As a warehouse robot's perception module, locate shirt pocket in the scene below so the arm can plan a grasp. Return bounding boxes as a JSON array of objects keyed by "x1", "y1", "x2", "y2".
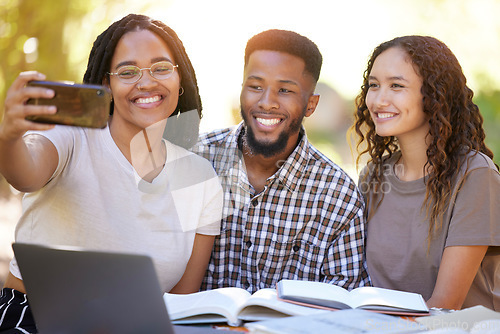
[{"x1": 259, "y1": 239, "x2": 326, "y2": 284}]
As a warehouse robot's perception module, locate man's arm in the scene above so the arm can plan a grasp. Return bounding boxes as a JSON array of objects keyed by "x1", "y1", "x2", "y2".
[{"x1": 322, "y1": 206, "x2": 371, "y2": 290}]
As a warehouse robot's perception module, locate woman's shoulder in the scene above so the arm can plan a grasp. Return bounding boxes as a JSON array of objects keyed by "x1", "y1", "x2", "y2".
[
  {"x1": 464, "y1": 151, "x2": 498, "y2": 171},
  {"x1": 165, "y1": 140, "x2": 216, "y2": 177}
]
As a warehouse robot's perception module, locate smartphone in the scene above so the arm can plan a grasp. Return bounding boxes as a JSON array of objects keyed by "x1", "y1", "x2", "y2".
[{"x1": 26, "y1": 81, "x2": 111, "y2": 129}]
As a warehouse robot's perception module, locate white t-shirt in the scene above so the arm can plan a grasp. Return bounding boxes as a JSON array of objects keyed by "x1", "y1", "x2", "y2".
[{"x1": 10, "y1": 126, "x2": 223, "y2": 292}]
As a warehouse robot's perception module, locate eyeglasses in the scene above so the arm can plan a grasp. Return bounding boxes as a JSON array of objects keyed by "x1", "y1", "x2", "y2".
[{"x1": 108, "y1": 61, "x2": 179, "y2": 84}]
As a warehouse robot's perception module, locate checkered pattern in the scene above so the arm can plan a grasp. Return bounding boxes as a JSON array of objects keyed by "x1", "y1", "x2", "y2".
[{"x1": 193, "y1": 124, "x2": 369, "y2": 293}]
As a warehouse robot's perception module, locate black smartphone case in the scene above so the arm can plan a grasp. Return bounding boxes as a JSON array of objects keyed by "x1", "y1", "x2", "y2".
[{"x1": 26, "y1": 81, "x2": 111, "y2": 128}]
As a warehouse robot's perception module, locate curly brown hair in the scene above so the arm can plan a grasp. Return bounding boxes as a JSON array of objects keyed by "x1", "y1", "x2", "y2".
[{"x1": 351, "y1": 36, "x2": 498, "y2": 239}]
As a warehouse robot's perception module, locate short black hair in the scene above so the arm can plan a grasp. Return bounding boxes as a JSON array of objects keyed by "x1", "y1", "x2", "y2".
[
  {"x1": 83, "y1": 14, "x2": 202, "y2": 147},
  {"x1": 245, "y1": 29, "x2": 323, "y2": 82}
]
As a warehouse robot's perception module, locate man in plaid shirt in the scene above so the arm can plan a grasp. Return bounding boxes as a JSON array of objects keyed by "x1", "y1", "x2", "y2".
[{"x1": 189, "y1": 30, "x2": 369, "y2": 293}]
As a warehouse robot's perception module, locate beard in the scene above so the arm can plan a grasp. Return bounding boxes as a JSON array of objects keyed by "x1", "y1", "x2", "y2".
[{"x1": 240, "y1": 106, "x2": 307, "y2": 158}]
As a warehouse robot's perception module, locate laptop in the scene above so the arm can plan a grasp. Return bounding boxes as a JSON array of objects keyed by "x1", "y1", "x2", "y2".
[{"x1": 12, "y1": 243, "x2": 220, "y2": 334}]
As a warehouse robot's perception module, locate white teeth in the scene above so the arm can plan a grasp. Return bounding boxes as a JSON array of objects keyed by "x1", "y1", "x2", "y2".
[
  {"x1": 135, "y1": 95, "x2": 160, "y2": 104},
  {"x1": 257, "y1": 118, "x2": 281, "y2": 126},
  {"x1": 377, "y1": 112, "x2": 396, "y2": 118}
]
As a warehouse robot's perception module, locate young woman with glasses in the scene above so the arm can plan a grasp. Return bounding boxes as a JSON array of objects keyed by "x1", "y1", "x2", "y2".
[{"x1": 0, "y1": 14, "x2": 222, "y2": 332}]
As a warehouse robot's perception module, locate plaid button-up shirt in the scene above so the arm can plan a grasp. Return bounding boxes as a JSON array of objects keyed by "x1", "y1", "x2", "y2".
[{"x1": 193, "y1": 124, "x2": 369, "y2": 293}]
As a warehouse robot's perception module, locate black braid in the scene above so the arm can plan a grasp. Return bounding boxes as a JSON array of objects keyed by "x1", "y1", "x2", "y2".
[{"x1": 83, "y1": 14, "x2": 202, "y2": 147}]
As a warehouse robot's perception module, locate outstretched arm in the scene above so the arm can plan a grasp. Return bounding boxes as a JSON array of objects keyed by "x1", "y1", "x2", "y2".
[
  {"x1": 0, "y1": 72, "x2": 58, "y2": 192},
  {"x1": 427, "y1": 246, "x2": 488, "y2": 310},
  {"x1": 170, "y1": 234, "x2": 215, "y2": 293}
]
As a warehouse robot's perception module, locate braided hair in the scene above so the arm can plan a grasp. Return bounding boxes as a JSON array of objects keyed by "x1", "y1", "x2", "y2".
[
  {"x1": 352, "y1": 36, "x2": 498, "y2": 240},
  {"x1": 83, "y1": 14, "x2": 202, "y2": 148}
]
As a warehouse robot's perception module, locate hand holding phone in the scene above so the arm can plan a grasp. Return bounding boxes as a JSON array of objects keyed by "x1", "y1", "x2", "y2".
[{"x1": 26, "y1": 81, "x2": 111, "y2": 128}]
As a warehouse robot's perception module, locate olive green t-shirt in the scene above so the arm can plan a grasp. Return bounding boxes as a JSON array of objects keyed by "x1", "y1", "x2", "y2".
[{"x1": 358, "y1": 152, "x2": 500, "y2": 311}]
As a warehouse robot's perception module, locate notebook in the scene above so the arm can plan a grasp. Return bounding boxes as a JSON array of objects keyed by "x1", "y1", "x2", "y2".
[{"x1": 12, "y1": 243, "x2": 218, "y2": 334}]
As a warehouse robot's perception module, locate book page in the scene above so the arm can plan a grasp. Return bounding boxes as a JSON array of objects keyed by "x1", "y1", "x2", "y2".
[
  {"x1": 416, "y1": 306, "x2": 500, "y2": 333},
  {"x1": 278, "y1": 280, "x2": 351, "y2": 309},
  {"x1": 349, "y1": 287, "x2": 429, "y2": 312},
  {"x1": 163, "y1": 288, "x2": 250, "y2": 324},
  {"x1": 239, "y1": 289, "x2": 325, "y2": 321},
  {"x1": 245, "y1": 309, "x2": 424, "y2": 334}
]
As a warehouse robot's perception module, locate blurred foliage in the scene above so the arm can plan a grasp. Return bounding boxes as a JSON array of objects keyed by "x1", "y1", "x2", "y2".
[{"x1": 0, "y1": 0, "x2": 152, "y2": 197}]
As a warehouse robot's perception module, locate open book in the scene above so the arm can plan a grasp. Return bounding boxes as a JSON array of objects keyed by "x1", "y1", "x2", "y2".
[
  {"x1": 277, "y1": 280, "x2": 429, "y2": 316},
  {"x1": 163, "y1": 288, "x2": 324, "y2": 326}
]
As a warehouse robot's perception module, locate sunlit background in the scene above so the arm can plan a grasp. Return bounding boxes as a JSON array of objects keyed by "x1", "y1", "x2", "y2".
[{"x1": 0, "y1": 0, "x2": 500, "y2": 280}]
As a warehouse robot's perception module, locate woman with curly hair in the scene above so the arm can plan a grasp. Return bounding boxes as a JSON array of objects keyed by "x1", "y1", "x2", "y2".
[{"x1": 353, "y1": 36, "x2": 500, "y2": 311}]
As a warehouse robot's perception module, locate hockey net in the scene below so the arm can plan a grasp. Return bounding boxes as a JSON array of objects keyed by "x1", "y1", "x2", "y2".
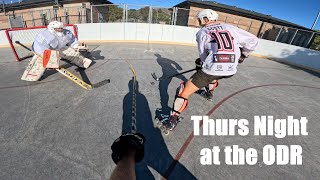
[{"x1": 5, "y1": 24, "x2": 78, "y2": 61}]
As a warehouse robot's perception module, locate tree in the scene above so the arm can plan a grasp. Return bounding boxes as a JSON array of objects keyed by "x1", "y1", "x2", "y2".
[
  {"x1": 310, "y1": 30, "x2": 320, "y2": 50},
  {"x1": 107, "y1": 5, "x2": 123, "y2": 22}
]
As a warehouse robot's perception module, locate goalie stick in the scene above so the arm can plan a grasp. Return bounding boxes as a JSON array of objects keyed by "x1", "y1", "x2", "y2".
[
  {"x1": 126, "y1": 60, "x2": 137, "y2": 133},
  {"x1": 151, "y1": 68, "x2": 197, "y2": 81},
  {"x1": 15, "y1": 41, "x2": 94, "y2": 89}
]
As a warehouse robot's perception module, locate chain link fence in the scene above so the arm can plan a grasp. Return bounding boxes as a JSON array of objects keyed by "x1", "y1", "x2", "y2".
[{"x1": 0, "y1": 4, "x2": 320, "y2": 49}]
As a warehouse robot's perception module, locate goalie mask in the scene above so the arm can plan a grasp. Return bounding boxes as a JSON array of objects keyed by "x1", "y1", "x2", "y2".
[
  {"x1": 48, "y1": 21, "x2": 64, "y2": 37},
  {"x1": 197, "y1": 9, "x2": 219, "y2": 25}
]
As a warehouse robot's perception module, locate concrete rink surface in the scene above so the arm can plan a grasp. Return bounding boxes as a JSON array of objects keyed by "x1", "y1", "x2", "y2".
[{"x1": 0, "y1": 43, "x2": 320, "y2": 180}]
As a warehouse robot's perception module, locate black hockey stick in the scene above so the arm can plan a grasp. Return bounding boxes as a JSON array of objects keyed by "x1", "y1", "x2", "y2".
[
  {"x1": 151, "y1": 68, "x2": 197, "y2": 81},
  {"x1": 126, "y1": 61, "x2": 137, "y2": 133}
]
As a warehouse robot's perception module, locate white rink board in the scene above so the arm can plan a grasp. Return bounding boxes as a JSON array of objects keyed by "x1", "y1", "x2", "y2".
[{"x1": 0, "y1": 23, "x2": 320, "y2": 70}]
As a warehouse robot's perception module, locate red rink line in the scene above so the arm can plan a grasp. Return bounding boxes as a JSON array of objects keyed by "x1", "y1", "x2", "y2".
[{"x1": 162, "y1": 84, "x2": 320, "y2": 179}]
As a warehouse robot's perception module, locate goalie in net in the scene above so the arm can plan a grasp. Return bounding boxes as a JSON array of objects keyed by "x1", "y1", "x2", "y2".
[{"x1": 21, "y1": 21, "x2": 92, "y2": 81}]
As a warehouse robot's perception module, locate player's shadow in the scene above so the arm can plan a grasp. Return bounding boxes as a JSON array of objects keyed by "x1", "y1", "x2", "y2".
[
  {"x1": 88, "y1": 50, "x2": 104, "y2": 61},
  {"x1": 154, "y1": 54, "x2": 187, "y2": 114},
  {"x1": 122, "y1": 80, "x2": 196, "y2": 180}
]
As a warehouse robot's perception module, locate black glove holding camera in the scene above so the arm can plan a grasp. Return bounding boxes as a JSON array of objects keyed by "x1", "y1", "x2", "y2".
[
  {"x1": 111, "y1": 133, "x2": 145, "y2": 164},
  {"x1": 195, "y1": 58, "x2": 202, "y2": 71}
]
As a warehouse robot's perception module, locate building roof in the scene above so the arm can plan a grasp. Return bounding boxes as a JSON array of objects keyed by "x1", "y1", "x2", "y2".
[
  {"x1": 1, "y1": 0, "x2": 112, "y2": 11},
  {"x1": 175, "y1": 0, "x2": 312, "y2": 31}
]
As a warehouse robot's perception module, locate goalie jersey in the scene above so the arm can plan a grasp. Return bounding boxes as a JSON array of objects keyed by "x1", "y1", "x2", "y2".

### [Directive]
Lines from the one containing "As a warehouse robot's perception module, locate building" through the final line are to be given again verbatim, with nothing before or after.

### [Result of this task]
As a warehouse robot's perception module, locate building roof in the scene above so the arm can plan a grasp. Return bounding boxes as a JSON array of objects keyed by "x1", "y1", "x2", "y2".
[
  {"x1": 1, "y1": 0, "x2": 112, "y2": 11},
  {"x1": 175, "y1": 0, "x2": 312, "y2": 31}
]
As a warehouse robot's perception module, locate goalie jersey in the scene above so the arm can plan a grasp. Return bounding boxes as a JSON array of objects keyed by "x1", "y1", "x2", "y2".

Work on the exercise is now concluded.